■ Problem details: Reproduce all of the following items character for character, changing nothing.

■ Records to process:
********************

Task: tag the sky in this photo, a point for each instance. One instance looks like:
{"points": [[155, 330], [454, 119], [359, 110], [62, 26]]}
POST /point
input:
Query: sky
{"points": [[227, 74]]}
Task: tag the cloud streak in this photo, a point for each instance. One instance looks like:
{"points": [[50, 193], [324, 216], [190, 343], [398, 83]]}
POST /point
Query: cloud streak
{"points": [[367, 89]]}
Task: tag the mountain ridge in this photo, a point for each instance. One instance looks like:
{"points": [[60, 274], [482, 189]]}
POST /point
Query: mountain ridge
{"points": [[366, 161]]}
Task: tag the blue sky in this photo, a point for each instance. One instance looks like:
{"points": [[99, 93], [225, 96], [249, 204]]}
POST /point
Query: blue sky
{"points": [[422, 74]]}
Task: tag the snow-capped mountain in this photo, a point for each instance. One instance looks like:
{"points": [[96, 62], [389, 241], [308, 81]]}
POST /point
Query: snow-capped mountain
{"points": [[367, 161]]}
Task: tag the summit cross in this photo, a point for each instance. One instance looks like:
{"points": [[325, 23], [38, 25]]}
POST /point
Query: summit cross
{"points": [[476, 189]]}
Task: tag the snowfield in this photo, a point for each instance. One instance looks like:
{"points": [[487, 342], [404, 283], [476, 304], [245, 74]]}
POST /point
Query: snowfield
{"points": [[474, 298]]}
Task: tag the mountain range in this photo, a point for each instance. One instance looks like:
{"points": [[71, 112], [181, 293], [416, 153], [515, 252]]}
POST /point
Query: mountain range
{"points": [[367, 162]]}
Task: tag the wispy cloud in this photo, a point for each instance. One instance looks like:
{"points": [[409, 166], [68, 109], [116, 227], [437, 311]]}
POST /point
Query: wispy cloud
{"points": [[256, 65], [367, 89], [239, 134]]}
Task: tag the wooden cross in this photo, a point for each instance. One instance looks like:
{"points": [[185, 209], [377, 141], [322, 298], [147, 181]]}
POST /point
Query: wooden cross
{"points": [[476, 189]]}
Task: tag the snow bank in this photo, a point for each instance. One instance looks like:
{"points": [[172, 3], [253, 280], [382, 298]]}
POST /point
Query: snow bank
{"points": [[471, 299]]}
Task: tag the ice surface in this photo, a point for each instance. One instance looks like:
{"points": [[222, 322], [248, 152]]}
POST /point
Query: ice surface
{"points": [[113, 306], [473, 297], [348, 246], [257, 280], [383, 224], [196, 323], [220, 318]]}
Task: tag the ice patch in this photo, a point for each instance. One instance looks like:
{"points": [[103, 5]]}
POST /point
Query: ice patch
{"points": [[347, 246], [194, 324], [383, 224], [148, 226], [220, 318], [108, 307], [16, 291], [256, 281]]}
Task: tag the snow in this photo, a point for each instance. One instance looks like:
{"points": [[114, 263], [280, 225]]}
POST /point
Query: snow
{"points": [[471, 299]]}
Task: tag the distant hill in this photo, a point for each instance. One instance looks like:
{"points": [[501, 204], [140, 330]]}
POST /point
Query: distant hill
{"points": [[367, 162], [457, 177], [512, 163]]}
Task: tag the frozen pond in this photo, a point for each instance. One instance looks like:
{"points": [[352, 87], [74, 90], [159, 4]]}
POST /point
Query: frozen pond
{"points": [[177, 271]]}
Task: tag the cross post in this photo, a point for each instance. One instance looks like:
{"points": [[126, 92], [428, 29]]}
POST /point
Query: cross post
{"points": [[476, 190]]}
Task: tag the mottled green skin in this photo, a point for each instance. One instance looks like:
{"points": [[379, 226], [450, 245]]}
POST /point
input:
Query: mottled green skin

********************

■ Correct output:
Task: tag the sky in this photo, a point for each instance. One instance looks like:
{"points": [[155, 330], [454, 119], [359, 110], [62, 26]]}
POST /point
input:
Query: sky
{"points": [[227, 74]]}
Task: tag the cloud streak in this photo, a point for each instance. One instance looks like:
{"points": [[50, 193], [324, 216], [190, 343], [398, 83]]}
POST /point
Query: cloud streak
{"points": [[367, 89]]}
Task: tag the mountain ridge in this photo, a point for each instance. One instance looks like:
{"points": [[60, 274], [482, 189]]}
POST /point
Query: mountain ridge
{"points": [[366, 161]]}
Task: tag the blue sky in this photo, a point for each instance. One instance looks like:
{"points": [[99, 93], [225, 96], [249, 204]]}
POST /point
Query: blue sky
{"points": [[422, 74]]}
Task: tag the snow-capped mountain in this photo, a point for each instance. One instance looks like:
{"points": [[96, 62], [389, 241], [308, 81]]}
POST /point
Query: snow-capped mountain
{"points": [[367, 161]]}
Task: tag the summit cross in this photo, a point for each instance. One instance looks like:
{"points": [[325, 23], [38, 25]]}
POST /point
Query: summit cross
{"points": [[476, 189]]}
Task: tag the snowfield in this photo, a point for each instance. One instance looks like:
{"points": [[487, 342], [404, 283], [476, 304], [245, 74]]}
POST /point
Query: snowfield
{"points": [[474, 298]]}
Task: tag the mountain range in this photo, a point for each instance. One instance looks like:
{"points": [[71, 112], [181, 293], [416, 153], [515, 252]]}
POST /point
Query: mountain range
{"points": [[367, 162]]}
Task: tag the wispy cloud in this photo, a point for each instance. One instance looks like:
{"points": [[409, 166], [68, 109], [116, 227], [437, 311]]}
POST /point
Query: wispy cloud
{"points": [[256, 65], [367, 89], [239, 134]]}
Task: tag the wooden cross in this photo, a point for each instance. One instance looks like:
{"points": [[185, 209], [377, 141], [322, 298], [147, 181]]}
POST /point
Query: wooden cross
{"points": [[476, 189]]}
Task: tag the snow bank in this photo, a point for each instance. One instance looks like:
{"points": [[172, 3], [253, 280], [382, 298]]}
POST /point
Query: snow bank
{"points": [[471, 299]]}
Task: tag the ice surface in this photo, a point for each instance. One instance looks like:
{"points": [[222, 322], [248, 152]]}
POST /point
Query: ice surface
{"points": [[113, 306], [473, 297], [348, 246], [257, 280], [383, 224], [196, 323], [220, 318]]}
Task: tag the ice patch in this photo, a point for each instance. One instance looks like:
{"points": [[103, 5]]}
POST /point
Query: ice patch
{"points": [[347, 246], [194, 324], [383, 224], [148, 226], [220, 318], [108, 307], [16, 291], [256, 281]]}
Task: tag the snow in this photo, a point for each instance. One instance looks like:
{"points": [[114, 263], [280, 225]]}
POST /point
Query: snow
{"points": [[471, 299]]}
Task: tag the distant hill in this photo, a point for each instance. One instance looks like:
{"points": [[501, 204], [140, 330]]}
POST /point
Query: distant hill
{"points": [[367, 162], [457, 177], [512, 163]]}
Task: tag the frozen pond in this photo, a point for each instance. One instance looks like:
{"points": [[352, 87], [74, 90], [159, 4]]}
POST /point
Query: frozen pond
{"points": [[177, 271]]}
Task: tag the cross post in this photo, a point for each instance. One instance looks like:
{"points": [[126, 92], [428, 29]]}
POST /point
Query: cross post
{"points": [[476, 190]]}
Task: tag the mottled green skin in this photo, a point for each instance. One instance looks like:
{"points": [[379, 226], [450, 245]]}
POST /point
input:
Query: mottled green skin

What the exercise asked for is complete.